PARTS OF THE EXERCISE:
**A.** Rewrite the passage of the paper summary that begins at the words "Related Work" and ends after "reduced critical thinking.", replacing "LLMs" with "large language models" throughout.
**B.** According to the paper summary, what publicly available LLM is included in the study?
**C.** List all of the authors named in the paper summary.

Authors:
Harsh Kumar、Mohi Reza、Jeb Mitchell、Ilya Musabirov、Lisa Zhang、Michael Liut
Paper:
https://arxiv.org/abs/2408.08401
Introduction
The integration of large language models (LLMs) in programming education is transforming how students approach writing SQL queries. Traditionally, students have relied on web searches for coding assistance, but the advent of LLMs like ChatGPT is changing this dynamic. This study aims to compare the help-seeking behavior of students using traditional web search versus LLMs, including a publicly available LLM (ChatGPT) and an instructor-tuned LLM, in the context of writing SQL queries.
Related Work
The rise of LLMs has prompted comparative research with traditional web search methods for information retrieval and problem-solving. Previous studies have shown mixed results regarding the effectiveness of LLMs versus web search for various tasks. While LLMs often provide more specific and understandable responses, their accuracy can be inconsistent, especially for complex tasks. In programming education, LLMs have the potential to enhance understanding but also pose risks of overreliance and reduced critical thinking.

DATASET EXCERPTS:

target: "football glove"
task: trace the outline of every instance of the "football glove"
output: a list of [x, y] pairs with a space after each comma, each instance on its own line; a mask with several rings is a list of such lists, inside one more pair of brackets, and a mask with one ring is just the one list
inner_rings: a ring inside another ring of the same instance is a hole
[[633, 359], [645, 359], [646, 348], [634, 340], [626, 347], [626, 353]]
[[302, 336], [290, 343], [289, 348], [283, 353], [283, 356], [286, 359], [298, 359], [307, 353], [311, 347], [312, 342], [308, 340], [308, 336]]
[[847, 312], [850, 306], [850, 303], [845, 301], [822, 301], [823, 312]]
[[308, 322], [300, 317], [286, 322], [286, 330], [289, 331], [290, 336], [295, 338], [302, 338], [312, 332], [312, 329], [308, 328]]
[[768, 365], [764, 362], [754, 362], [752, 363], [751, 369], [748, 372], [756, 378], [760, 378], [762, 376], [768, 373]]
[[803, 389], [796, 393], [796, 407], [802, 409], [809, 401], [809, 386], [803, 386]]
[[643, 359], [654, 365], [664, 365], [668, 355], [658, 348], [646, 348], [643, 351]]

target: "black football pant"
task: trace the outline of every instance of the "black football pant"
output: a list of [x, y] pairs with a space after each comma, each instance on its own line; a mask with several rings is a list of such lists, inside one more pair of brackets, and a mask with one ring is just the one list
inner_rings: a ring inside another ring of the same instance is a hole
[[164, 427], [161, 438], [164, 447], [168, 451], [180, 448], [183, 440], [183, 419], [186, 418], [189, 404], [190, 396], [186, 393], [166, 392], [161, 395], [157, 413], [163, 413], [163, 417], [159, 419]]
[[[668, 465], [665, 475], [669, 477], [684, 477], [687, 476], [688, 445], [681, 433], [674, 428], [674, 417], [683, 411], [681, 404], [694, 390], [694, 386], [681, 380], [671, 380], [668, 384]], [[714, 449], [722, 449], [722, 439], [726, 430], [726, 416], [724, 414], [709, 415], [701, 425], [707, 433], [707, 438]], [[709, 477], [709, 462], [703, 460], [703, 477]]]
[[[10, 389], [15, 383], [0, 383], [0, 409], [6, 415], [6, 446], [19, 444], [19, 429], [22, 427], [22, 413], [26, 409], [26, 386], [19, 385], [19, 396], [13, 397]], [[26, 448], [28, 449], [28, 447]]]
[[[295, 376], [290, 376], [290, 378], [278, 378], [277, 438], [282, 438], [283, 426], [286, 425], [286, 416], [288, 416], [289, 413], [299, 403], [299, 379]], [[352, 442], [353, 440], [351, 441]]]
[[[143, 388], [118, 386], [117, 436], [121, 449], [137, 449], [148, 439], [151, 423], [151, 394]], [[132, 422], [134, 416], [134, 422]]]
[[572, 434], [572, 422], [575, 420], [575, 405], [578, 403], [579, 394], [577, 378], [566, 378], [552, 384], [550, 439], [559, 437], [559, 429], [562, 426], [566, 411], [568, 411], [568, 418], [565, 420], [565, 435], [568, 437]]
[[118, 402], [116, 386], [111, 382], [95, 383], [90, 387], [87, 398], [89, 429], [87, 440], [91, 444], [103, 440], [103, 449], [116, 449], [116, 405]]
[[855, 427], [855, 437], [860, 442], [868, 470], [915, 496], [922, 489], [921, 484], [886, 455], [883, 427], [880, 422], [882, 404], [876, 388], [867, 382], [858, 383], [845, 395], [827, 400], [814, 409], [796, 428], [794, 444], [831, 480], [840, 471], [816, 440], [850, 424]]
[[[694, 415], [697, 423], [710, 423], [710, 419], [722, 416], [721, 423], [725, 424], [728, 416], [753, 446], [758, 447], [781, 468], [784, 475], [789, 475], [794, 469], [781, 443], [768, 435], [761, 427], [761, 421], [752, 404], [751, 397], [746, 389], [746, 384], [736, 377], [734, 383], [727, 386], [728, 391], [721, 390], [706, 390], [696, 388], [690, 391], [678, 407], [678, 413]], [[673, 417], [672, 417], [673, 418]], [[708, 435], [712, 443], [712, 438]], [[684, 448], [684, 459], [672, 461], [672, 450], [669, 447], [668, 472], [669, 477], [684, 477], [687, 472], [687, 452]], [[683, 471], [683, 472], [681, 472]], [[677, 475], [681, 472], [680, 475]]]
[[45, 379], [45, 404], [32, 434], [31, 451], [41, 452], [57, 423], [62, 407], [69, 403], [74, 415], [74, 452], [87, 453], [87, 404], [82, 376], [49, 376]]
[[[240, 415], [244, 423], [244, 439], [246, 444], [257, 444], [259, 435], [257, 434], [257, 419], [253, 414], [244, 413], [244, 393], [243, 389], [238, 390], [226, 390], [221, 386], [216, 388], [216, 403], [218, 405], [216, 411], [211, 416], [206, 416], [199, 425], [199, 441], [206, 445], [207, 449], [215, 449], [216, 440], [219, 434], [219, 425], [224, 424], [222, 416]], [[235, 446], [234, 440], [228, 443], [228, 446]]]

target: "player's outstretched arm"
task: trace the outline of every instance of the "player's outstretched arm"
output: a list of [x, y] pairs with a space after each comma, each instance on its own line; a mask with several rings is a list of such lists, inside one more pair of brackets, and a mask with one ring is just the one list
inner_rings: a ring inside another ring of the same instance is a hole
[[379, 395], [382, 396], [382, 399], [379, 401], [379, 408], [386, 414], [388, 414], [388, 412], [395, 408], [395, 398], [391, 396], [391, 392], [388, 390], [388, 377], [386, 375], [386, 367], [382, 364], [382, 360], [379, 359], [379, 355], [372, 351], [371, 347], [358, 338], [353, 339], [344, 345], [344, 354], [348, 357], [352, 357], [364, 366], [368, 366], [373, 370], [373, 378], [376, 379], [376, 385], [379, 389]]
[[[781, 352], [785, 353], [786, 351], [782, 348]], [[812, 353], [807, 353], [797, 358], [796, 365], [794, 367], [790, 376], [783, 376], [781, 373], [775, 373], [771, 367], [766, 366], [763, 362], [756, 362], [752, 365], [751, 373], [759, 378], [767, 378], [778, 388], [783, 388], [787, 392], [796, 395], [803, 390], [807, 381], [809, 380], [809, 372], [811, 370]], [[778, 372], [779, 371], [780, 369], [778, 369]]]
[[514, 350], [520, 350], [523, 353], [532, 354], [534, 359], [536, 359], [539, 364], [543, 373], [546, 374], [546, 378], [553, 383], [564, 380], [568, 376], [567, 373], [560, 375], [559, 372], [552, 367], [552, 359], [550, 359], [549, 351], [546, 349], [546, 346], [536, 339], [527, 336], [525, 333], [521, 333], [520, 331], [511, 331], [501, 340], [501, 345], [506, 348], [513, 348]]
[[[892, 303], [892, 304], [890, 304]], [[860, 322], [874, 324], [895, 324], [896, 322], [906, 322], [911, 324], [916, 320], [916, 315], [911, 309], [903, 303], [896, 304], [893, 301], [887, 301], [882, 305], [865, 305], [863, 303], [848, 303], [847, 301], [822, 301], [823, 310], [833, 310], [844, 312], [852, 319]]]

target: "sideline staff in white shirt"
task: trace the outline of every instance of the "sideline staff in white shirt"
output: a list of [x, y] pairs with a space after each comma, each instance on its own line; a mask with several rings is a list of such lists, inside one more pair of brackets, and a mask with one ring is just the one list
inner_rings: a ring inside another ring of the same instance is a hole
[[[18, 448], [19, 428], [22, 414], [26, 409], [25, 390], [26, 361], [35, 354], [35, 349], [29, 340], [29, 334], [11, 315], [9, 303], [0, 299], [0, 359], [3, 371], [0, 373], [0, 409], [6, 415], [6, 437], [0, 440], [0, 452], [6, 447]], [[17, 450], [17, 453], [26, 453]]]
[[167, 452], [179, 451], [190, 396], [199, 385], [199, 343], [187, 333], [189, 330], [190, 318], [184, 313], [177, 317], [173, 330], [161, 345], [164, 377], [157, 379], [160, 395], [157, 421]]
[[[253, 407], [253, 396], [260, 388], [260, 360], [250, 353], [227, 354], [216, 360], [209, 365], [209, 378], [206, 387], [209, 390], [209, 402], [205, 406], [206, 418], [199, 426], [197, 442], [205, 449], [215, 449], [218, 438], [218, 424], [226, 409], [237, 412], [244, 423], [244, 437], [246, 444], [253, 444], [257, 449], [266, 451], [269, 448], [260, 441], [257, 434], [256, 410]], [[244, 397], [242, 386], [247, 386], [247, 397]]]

---

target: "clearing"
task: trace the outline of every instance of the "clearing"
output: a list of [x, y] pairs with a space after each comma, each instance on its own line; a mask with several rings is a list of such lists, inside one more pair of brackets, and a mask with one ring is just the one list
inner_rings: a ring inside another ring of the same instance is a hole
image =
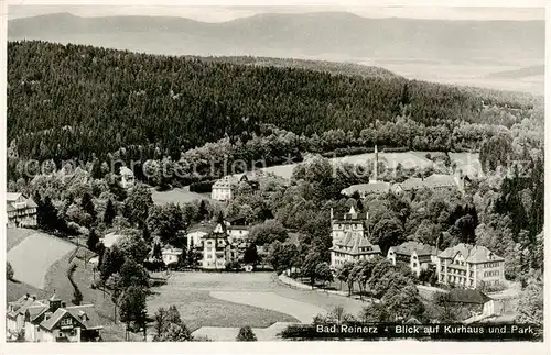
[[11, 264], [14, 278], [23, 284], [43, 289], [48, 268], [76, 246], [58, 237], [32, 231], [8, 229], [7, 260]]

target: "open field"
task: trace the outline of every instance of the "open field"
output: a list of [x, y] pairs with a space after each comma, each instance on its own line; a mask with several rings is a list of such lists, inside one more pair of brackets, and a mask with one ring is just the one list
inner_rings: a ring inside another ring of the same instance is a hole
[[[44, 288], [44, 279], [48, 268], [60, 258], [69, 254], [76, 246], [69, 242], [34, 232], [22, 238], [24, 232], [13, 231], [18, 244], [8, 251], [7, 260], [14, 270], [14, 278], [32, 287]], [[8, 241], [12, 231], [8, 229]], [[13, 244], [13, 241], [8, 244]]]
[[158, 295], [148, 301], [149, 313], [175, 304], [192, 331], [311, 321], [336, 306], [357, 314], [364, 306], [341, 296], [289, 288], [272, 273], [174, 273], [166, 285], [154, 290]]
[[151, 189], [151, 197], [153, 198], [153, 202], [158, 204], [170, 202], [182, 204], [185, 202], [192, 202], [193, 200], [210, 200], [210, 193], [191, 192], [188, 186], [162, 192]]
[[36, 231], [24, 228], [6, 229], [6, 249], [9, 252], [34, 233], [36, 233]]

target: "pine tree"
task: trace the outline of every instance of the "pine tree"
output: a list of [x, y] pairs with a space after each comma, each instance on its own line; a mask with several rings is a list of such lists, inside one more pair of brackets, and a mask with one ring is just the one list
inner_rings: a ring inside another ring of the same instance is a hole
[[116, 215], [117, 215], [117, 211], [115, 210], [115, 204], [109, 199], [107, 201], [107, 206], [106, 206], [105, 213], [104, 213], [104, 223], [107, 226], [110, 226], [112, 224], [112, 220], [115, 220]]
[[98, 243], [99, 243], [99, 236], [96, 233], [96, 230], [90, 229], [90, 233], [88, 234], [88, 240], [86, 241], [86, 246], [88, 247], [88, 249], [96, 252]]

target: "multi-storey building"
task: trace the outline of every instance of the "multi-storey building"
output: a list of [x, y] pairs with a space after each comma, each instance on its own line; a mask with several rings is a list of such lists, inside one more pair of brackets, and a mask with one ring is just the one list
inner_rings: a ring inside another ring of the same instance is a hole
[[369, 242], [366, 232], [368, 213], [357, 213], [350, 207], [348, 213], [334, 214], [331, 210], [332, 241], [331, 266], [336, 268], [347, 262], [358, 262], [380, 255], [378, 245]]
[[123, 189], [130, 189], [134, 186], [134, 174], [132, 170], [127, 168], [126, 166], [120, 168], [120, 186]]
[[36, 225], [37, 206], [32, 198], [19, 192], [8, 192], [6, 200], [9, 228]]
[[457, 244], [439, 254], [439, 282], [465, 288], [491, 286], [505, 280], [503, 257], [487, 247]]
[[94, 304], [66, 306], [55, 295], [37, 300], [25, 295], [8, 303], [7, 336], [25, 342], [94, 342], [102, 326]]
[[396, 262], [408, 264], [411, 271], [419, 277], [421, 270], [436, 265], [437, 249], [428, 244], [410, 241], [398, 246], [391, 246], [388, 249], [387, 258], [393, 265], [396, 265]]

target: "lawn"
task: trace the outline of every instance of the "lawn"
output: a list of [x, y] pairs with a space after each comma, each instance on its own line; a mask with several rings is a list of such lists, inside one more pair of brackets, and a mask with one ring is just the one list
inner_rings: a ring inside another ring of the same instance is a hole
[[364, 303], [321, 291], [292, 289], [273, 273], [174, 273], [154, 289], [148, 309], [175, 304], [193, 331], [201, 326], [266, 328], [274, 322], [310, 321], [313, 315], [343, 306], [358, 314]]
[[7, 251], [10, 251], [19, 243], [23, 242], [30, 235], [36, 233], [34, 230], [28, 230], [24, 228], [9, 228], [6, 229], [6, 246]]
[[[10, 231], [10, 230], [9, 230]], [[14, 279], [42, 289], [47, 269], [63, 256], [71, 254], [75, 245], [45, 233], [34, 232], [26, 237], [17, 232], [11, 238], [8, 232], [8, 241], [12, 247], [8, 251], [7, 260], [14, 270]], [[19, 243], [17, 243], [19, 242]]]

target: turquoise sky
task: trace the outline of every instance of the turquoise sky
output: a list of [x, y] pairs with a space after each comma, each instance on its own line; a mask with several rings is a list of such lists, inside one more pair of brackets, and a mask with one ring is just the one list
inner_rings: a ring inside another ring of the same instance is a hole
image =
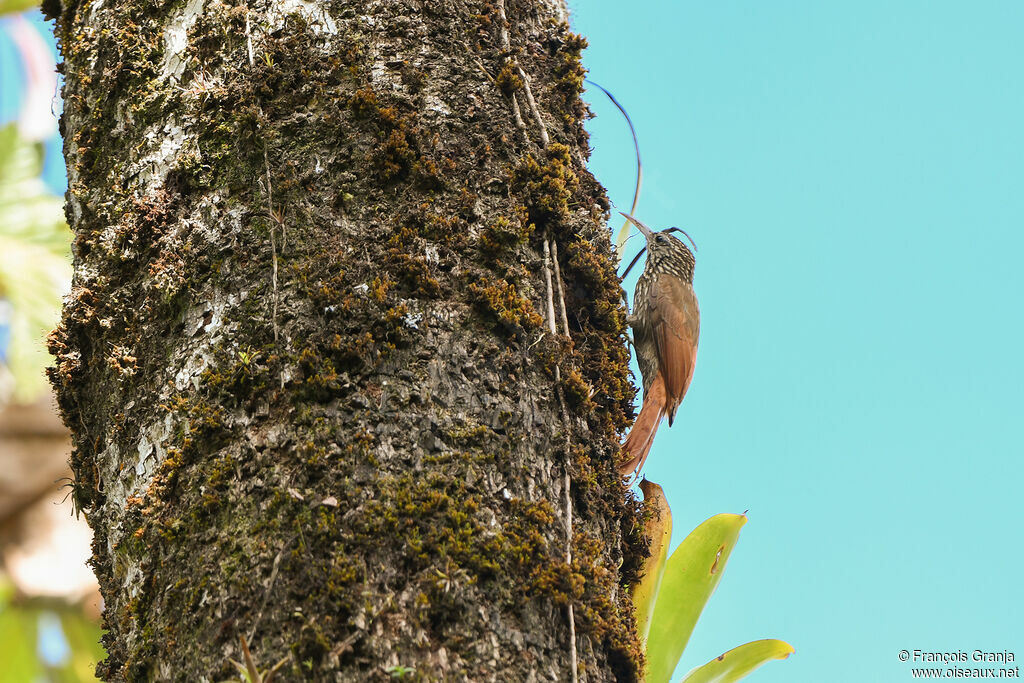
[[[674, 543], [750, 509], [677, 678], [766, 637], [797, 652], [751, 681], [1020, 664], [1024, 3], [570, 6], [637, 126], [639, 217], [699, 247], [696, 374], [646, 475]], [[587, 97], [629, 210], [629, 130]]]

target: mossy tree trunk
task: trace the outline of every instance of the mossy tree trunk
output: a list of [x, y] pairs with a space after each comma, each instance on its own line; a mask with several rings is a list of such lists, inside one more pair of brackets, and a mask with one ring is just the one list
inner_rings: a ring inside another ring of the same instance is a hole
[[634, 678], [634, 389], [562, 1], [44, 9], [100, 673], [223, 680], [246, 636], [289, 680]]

ANSWERS FOR THE TASKS:
**A.**
Related Work
The rise of large language models has prompted comparative research with traditional web search methods for information retrieval and problem-solving. Previous studies have shown mixed results regarding the effectiveness of large language models versus web search for various tasks. While large language models often provide more specific and understandable responses, their accuracy can be inconsistent, especially for complex tasks. In programming education, large language models have the potential to enhance understanding but also pose risks of overreliance and reduced critical thinking.

**B.** ChatGPT

**C.** Harsh Kumar, Mohi Reza, Jeb Mitchell, Ilya Musabirov, Lisa Zhang, Michael Liut